Can you turn every line of the material below into a Markdown table with the columns "Row" and "Line", skipping blank lines and leaving out the pictures?

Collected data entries

________________________

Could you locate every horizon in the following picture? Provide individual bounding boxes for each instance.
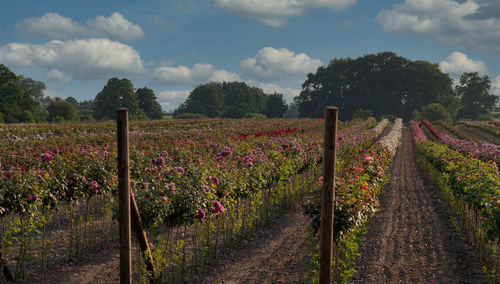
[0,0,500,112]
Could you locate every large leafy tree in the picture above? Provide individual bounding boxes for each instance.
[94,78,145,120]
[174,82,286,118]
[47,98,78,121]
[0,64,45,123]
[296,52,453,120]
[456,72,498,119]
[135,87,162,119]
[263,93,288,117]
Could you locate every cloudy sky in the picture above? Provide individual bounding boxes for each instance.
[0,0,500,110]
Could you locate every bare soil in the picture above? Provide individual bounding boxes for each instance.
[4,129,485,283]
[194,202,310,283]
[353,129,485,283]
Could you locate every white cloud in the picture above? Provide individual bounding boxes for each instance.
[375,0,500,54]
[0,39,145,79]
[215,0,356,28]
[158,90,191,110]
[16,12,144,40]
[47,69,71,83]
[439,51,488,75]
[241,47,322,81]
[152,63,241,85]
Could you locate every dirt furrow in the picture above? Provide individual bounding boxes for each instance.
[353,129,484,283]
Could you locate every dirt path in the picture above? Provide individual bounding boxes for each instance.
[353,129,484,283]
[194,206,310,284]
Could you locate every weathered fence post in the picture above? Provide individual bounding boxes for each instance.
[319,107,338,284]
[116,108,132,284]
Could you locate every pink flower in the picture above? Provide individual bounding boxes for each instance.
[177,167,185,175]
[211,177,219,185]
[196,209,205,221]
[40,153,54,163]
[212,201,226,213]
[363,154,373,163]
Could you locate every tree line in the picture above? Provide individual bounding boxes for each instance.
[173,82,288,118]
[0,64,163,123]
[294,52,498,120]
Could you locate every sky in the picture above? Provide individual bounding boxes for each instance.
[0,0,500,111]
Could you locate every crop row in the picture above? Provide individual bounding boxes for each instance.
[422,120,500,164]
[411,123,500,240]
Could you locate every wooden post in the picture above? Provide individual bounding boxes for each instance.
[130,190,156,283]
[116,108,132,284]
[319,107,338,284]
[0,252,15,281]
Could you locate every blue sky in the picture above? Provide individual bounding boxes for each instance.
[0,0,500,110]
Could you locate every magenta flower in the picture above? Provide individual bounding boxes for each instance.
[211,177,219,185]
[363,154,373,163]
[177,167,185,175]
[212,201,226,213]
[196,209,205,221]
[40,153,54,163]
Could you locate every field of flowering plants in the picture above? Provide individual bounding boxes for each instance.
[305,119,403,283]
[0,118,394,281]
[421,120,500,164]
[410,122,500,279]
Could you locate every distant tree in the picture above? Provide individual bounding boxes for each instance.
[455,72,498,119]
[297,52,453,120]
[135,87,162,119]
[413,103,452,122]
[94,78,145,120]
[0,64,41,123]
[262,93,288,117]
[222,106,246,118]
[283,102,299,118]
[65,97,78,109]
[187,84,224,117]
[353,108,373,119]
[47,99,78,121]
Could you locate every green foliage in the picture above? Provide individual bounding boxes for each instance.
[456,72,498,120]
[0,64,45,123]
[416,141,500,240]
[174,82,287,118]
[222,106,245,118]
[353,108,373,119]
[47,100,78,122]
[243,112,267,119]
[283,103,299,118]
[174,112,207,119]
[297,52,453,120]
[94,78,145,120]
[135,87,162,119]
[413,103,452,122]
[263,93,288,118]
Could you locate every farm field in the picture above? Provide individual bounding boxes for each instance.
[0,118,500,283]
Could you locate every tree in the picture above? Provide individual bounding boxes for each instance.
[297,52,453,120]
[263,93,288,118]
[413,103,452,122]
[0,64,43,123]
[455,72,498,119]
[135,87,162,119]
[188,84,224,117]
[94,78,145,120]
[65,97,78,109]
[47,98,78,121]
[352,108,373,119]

________________________

SOLUTION TO THIS EXERCISE:
| Row | Line |
|---|---|
| 1 | Could you locate every horizon in the following picture? Provide individual bounding boxes for each instance. |
| 2 | [0,0,500,112] |
| 3 | Could you locate every large leafy tree in the picture above? Provide individual bounding boxes for each instance. |
| 4 | [94,78,145,120] |
| 5 | [174,82,286,118] |
| 6 | [47,98,78,121] |
| 7 | [0,64,45,123] |
| 8 | [296,52,453,120] |
| 9 | [456,72,498,119] |
| 10 | [135,87,162,119] |
| 11 | [263,93,288,117] |
| 12 | Could you locate every cloudy sky in the picture above? Provide individual bounding boxes for each instance. |
| 13 | [0,0,500,110] |
| 14 | Could you locate every bare soil in the picture above? Provide individual bounding boxes for each instance. |
| 15 | [4,129,485,283] |
| 16 | [194,202,310,283] |
| 17 | [353,129,485,283] |
| 18 | Could you locate every white cloud in the picture above? Provide individual bounding boxes for each instance. |
| 19 | [375,0,500,54] |
| 20 | [0,39,145,79] |
| 21 | [215,0,356,28] |
| 22 | [158,90,191,110] |
| 23 | [16,12,144,40] |
| 24 | [47,69,71,83] |
| 25 | [439,51,488,75] |
| 26 | [241,47,322,81] |
| 27 | [152,63,241,85] |
| 28 | Could you locate every dirt furrow in the picture above? Provide individual bounding boxes for each instance. |
| 29 | [353,129,484,283] |
| 30 | Could you locate every dirt path in the picture above? Provide individual bounding boxes for each instance. |
| 31 | [353,129,484,283] |
| 32 | [194,206,310,284] |
| 33 | Could you locate every weathered fence post in the picture above? Provide individual bounding boxes for each instance. |
| 34 | [319,107,338,284] |
| 35 | [116,108,132,284] |
| 36 | Could you locate every pink flower in the picture above? Provide individual bounding boxes for each instance. |
| 37 | [177,167,185,175] |
| 38 | [211,177,219,185] |
| 39 | [196,209,205,221] |
| 40 | [40,153,54,163] |
| 41 | [212,201,226,213] |
| 42 | [363,154,373,163] |
| 43 | Could you locate every tree line in the picture above? Provide individual bounding boxes for each instance. |
| 44 | [173,82,288,118] |
| 45 | [0,64,163,123] |
| 46 | [294,52,498,120] |
| 47 | Could you locate every sky in the picture above? Provide individual bounding boxes for each instance. |
| 48 | [0,0,500,111] |
| 49 | Could you locate every crop row in the picture above? Provide individual bounding boxes for each instance. |
| 50 | [422,120,500,164] |
| 51 | [411,123,500,240] |
| 52 | Could you locate every wooden post in the picture above? Provide individual bounding boxes for each instance. |
| 53 | [130,190,156,283] |
| 54 | [116,108,132,284] |
| 55 | [319,107,338,284] |
| 56 | [0,252,15,281] |
| 57 | Could you locate every blue sky in the picture above? Provide individual bounding boxes for each instance. |
| 58 | [0,0,500,110] |
| 59 | Could you locate every magenta flower in the picture above? Provide individual bounding boxes for each instance. |
| 60 | [211,177,219,185] |
| 61 | [363,154,373,163] |
| 62 | [177,167,185,175] |
| 63 | [212,201,226,213] |
| 64 | [196,209,205,221] |
| 65 | [40,153,54,163] |
| 66 | Could you locate every field of flowering plants in the picture above? Provide individual bounding boxes for each instance. |
| 67 | [305,119,403,283] |
| 68 | [0,118,394,281] |
| 69 | [421,120,500,164] |
| 70 | [410,122,500,279] |
| 71 | Could you locate every distant tree in the picture above? Provide individual bounding boxes for each instance. |
| 72 | [455,72,498,119] |
| 73 | [297,52,453,120] |
| 74 | [135,87,162,119] |
| 75 | [413,103,452,122] |
| 76 | [94,78,145,120] |
| 77 | [0,64,41,123] |
| 78 | [262,93,288,117] |
| 79 | [222,106,246,118] |
| 80 | [283,102,299,118] |
| 81 | [65,97,78,109] |
| 82 | [187,84,224,117] |
| 83 | [353,108,373,119] |
| 84 | [47,99,78,121] |
| 85 | Could you locate every green foliage in the picture above? Provide individual bounding boxes for each instance. |
| 86 | [456,72,498,120] |
| 87 | [0,64,45,123] |
| 88 | [416,141,500,240] |
| 89 | [174,82,287,118] |
| 90 | [222,106,245,118] |
| 91 | [353,108,373,119] |
| 92 | [47,100,78,122] |
| 93 | [243,112,267,119] |
| 94 | [283,103,299,118] |
| 95 | [174,112,207,119] |
| 96 | [297,52,453,120] |
| 97 | [94,78,145,120] |
| 98 | [135,87,162,119] |
| 99 | [413,103,452,122] |
| 100 | [263,93,288,118] |
| 101 | Could you locate every farm field in the picture above? Provide individual bounding boxes for each instance. |
| 102 | [0,118,500,283] |
| 103 | Could you locate every tree in the picture above? Provide individual bounding boxes for each instance. |
| 104 | [297,52,453,120] |
| 105 | [263,93,288,118] |
| 106 | [413,103,452,122] |
| 107 | [0,64,43,123] |
| 108 | [455,72,498,119] |
| 109 | [135,87,162,119] |
| 110 | [188,84,224,117] |
| 111 | [94,78,145,120] |
| 112 | [65,97,78,109] |
| 113 | [47,98,78,121] |
| 114 | [352,108,373,119] |